* _WHAT THE TASK REQUIRES_: Ignoring every picture, transcribe the data in full as it stands.

* _THE INPUT_:

######

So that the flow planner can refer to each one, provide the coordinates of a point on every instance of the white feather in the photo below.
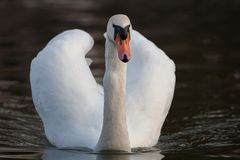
(70, 102)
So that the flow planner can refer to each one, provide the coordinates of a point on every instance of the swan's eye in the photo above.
(123, 32)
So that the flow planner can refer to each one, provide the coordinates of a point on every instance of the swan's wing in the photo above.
(150, 88)
(65, 93)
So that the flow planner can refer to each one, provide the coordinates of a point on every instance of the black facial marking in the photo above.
(122, 31)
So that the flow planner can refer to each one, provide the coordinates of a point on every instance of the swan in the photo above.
(128, 111)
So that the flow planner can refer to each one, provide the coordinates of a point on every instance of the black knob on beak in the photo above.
(125, 58)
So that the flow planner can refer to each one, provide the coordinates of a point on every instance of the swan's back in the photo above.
(150, 88)
(65, 94)
(70, 102)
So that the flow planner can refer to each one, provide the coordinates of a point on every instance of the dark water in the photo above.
(202, 37)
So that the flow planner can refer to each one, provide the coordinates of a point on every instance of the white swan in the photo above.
(75, 110)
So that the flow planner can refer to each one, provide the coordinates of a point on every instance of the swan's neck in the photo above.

######

* _TASK RESULT_:
So that the flow planner can refer to each one, provide the coordinates of a point on every instance of the white feather in the photo below.
(70, 102)
So that the flow planner can refer to each one, provide the coordinates of a point on every instance of the swan's eye in the photo above.
(123, 32)
So that the flow planner can refer to each one, provide the coordinates of a point on every instance of the swan's wing in the photo above.
(150, 88)
(65, 93)
So that the flow planner can refer to each one, provide the coordinates of a point on every instance of the black facial marking in the photo above.
(122, 31)
So that the flow planner can refer to each one, provide the coordinates of a point on every instance of the swan in the photo above.
(128, 111)
So that the flow planner can refer to each one, provide the coordinates of a point on every instance of the black knob on beak in the photo above.
(125, 58)
So that the flow planner can refer to each one, provide the coordinates of a point on every instance of the swan's back in the photo above.
(150, 88)
(65, 94)
(70, 102)
So that the flow planner can refer to each one, provide the coordinates of a point on every instance of the dark water in the photo above.
(202, 37)
So that the flow planner can refer to each one, provide the coordinates of a point on every instance of the white swan in the photo above.
(75, 110)
So that the flow planner can refer to each one, provide the coordinates of a point on every instance of the swan's neck in the photo above.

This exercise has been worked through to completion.